Texto:
Quando eu era criança conheci o disco “Buck Sarampo”, do Leo Canhoto e Robertinho de 1971. Não faço a menor ideia de quem me apresentou para aquele vinil antigo, mas sei que eu adorava o álbum. Trata-se de um pistoleiro que colocava o terror numa cidade pequena. Colocava medo nas pessoas, matava os homens, seduzia as mulheres e era uma verdadeira lenda. Incrível! Tudo era em áudio como uma novela de rádio. O trote do cavalo, os gritos, os tiros. As imagens eram por conta da minha imaginação. Aquilo era o prenúncio do leitor que eu me tornaria e do cinéfilo também.
Duas pessoas possuíam o álbum na época: uma tia de olhos bondosos que morava longe e um primo que vivia me mandando cair fora da casa dele. A tia sentava com meu pai pra tomar café, me deixava sentado na sala da casa dela, e, sempre que acabava a parte do Buck Sarampo, ela voltava para perguntar se eu queria mais biscoito e que voltasse o disco.
O primo morava perto e vivia me esculhambando. “Por que você não vai pra sua casa?” “Hoje eu não vou passar o disco não.” Eu voltava de mãos abanando, triste e com sede de que alguém me contasse uma boa história.
Hoje minha tia faleceu e o disco está completo no YouTube. Ouço quando quero, desligo quando me dá na telha, volto, pauso e depois continuo. E lembro da tia, do café, do biscoito e vejo que a garotada de hoje jamais vai passar por tal experiência de ir do inferno ao paraíso buscando pela ficção. Os tempos são outros, mas neste caso tudo mudou pra melhor.

Registros selecionados:
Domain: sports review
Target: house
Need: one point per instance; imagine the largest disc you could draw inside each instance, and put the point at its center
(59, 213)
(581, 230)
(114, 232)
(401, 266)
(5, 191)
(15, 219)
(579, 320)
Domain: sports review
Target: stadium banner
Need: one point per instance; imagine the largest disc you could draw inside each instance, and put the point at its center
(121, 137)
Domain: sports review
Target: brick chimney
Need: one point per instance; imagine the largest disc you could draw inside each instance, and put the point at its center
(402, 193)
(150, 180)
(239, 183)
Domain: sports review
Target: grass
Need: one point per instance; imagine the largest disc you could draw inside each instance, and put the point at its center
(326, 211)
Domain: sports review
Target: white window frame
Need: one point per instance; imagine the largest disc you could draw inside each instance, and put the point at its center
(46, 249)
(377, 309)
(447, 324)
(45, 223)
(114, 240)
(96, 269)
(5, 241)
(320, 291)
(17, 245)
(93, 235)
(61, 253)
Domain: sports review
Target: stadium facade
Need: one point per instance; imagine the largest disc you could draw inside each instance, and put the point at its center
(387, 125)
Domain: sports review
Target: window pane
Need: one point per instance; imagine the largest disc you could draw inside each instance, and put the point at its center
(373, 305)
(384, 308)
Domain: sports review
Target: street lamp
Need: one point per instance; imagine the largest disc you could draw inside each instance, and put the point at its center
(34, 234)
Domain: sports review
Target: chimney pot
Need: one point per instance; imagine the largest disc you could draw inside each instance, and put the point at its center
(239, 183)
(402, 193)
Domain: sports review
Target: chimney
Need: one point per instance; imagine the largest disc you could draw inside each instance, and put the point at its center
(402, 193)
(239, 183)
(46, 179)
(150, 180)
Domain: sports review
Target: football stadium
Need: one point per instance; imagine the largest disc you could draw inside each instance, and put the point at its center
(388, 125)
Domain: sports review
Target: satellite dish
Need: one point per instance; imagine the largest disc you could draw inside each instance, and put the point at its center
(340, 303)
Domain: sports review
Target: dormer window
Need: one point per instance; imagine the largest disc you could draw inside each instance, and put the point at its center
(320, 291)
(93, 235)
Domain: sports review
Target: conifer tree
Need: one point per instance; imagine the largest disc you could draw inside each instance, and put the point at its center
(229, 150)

Lista de tarefas:
1) Responda às perguntas sobre o texto do disco “Buck Sarampo”:
(a) De que ano é o disco e quem o gravou?
(b) Quantas pessoas possuíam o álbum na época, e quem eram elas?
(c) Onde o disco está completo hoje?
2) Cite o trecho do texto sobre o disco “Buck Sarampo” que começa em "O primo morava" e vai até "uma boa história.".

Respostas do exercício:
1)
(a) O disco é de 1971 e foi gravado por Leo Canhoto e Robertinho.
(b) Duas pessoas possuíam o álbum: uma tia e um primo.
(c) O disco está completo no YouTube.

2)
O primo morava perto e vivia me esculhambando. “Por que você não vai pra sua casa?” “Hoje eu não vou passar o disco não.” Eu voltava de mãos abanando, triste e com sede de que alguém me contasse uma boa história.